Start of EXTRACT PROVIDED

The spectral profile is obtained each time the polishing table 20 makes one revolution. Typically, the polishing table 20 rotates at a constant speed during polishing of the substrate W. Therefore, spectral profiles are obtained at equal time intervals which are determined by a rotational speed of the polishing table 20. The spectral profile may be obtained each time the polishing table 20 makes a predetermined number of revolutions (e.g., two or three revolutions).

In FIG. 3A, n represents a refractive index of the film, n′ represents a refractive index of a medium contacting the film, and n″ represents a refractive index of the lower layer (base layer). Where the refractive index n of the film is larger than the refractive index n′ of the medium and the refractive index n″ of the lower layer is larger than the refractive index n of the film (i.e., n′<n<n″), a phase of light reflected off an interface between the medium and the film and a phase of light reflected off an interface between the film and the lower layer are shifted from a phase of the incident light by π. Since the reflected light from the substrate is composed of the light wave reflected off the interface between the medium and the film and the light wave reflected off the interface between the film and the lower layer, the intensity of the reflected light from the substrate varies depending on a phase difference between the two light waves. Therefore, the reflection intensity changes periodically according to a change in the thickness X of the film (i.e., a length of an optical path).

FIG. 4 is a graph showing a spectral profile obtained when the polishing table is making N−1-th revolution and a spectral profile obtained when the polishing table is making N-th revolution. In the graph shown in FIG. 4, a horizontal axis represents wavelength and a vertical axis represents reflection intensity. As can be seen from FIG. 4, the spectral profile is a distribution of the reflection intensities according to the wavelength of the reflected light. During polishing of the substrate, the spectral profile varies according to a decrease in thickness of the film. As shown in FIG. 4, the spectral profile obtained when the polishing table 20 is making N−1-th revolution differs in shape in its entirety from the spectral profile obtained when the polishing table 20 is making N-th revolution. This indicates a fact that the reflection intensity varies depending on the film thickness.

When the upper film is removed by polishing and the lower layer is exposed, a polishing rate (also referred to as a removal rate) may be extremely lowered. When the polishing rate is lowered, a change in shape of the spectral profile becomes small. Thus, in the present embodiment, the respective spectral profiles obtained at predetermined time intervals are compared successively by the monitoring unit 15, so that a change in the polishing rate is monitored. Specifically, the monitoring unit 15 selects two spectral profiles from a plurality of spectral profiles obtained during polishing, and as shown in FIG. 4, the monitoring unit 15 calculates a difference Δ in the reflection intensity at a predetermined wavelength λ1 between these two spectral profiles. Further, the monitoring unit 15 squares the resultant difference Δ to thereby determine an amount of change in the reflection intensity which is an index showing the change in shape of the spectral profile. By squaring the difference Δ, a magnitude of the difference can be emphasized and besides the amount of change having no minus sign can be obtained.

End of EXTRACT PROVIDED
Start of EXTRACTED ENTRIES

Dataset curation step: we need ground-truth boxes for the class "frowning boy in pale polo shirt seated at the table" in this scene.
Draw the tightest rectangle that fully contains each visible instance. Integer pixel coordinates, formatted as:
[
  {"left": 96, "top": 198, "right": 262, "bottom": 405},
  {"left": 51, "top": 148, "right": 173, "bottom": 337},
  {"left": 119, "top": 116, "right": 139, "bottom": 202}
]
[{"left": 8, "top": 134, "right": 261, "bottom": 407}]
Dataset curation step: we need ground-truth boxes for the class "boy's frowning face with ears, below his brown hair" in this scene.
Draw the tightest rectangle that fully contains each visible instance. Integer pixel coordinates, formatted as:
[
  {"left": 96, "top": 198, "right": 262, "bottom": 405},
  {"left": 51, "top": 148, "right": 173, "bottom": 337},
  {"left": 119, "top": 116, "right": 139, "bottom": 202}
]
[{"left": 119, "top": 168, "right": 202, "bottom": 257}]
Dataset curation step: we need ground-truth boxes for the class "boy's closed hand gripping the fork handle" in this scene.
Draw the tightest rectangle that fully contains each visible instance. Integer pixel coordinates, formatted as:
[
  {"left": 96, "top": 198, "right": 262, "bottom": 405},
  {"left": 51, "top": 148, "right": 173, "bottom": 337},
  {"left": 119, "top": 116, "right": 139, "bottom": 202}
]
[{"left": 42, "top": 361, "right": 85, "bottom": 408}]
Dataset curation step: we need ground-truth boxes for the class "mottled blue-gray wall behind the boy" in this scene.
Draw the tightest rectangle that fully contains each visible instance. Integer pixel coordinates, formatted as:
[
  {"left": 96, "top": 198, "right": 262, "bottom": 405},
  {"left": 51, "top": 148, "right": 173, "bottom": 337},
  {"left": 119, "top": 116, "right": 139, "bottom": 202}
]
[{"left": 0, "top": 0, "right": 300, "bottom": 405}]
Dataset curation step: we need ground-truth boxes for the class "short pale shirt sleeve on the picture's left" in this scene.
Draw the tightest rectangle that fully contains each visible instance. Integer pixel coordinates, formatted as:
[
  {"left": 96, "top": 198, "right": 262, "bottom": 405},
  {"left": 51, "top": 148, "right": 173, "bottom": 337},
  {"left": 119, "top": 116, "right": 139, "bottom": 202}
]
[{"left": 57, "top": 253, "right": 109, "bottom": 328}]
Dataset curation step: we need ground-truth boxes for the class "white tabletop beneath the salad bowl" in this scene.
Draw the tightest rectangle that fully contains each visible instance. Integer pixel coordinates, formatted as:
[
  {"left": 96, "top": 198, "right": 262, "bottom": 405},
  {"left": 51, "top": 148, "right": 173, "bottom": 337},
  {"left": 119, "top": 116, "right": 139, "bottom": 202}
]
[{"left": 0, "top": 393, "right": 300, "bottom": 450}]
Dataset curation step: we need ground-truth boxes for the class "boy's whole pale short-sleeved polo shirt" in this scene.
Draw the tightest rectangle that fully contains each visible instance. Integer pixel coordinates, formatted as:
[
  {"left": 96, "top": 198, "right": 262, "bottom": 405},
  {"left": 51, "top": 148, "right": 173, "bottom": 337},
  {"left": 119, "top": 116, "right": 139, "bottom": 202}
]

End of EXTRACTED ENTRIES

TASKS TO CARRY OUT —
- a) List each refractive-index symbol defined in the polishing passage, with what it stands for.
- b) Extract from the polishing passage everything from "FIG. 4 is a" down to "the film thickness.".

PROBLEM SOLUTIONS —
- a)
- n: the refractive index of the film
- n′: the refractive index of a medium contacting the film
- n″: the refractive index of the lower layer (base layer)

- b)
FIG. 4 is a graph showing a spectral profile obtained when the polishing table is making N−1-th revolution and a spectral profile obtained when the polishing table is making N-th revolution. In the graph shown in FIG. 4, a horizontal axis represents wavelength and a vertical axis represents reflection intensity. As can be seen from FIG. 4, the spectral profile is a distribution of the reflection intensities according to the wavelength of the reflected light. During polishing of the substrate, the spectral profile varies according to a decrease in thickness of the film. As shown in FIG. 4, the spectral profile obtained when the polishing table 20 is making N−1-th revolution differs in shape in its entirety from the spectral profile obtained when the polishing table 20 is making N-th revolution. This indicates a fact that the reflection intensity varies depending on the film thickness.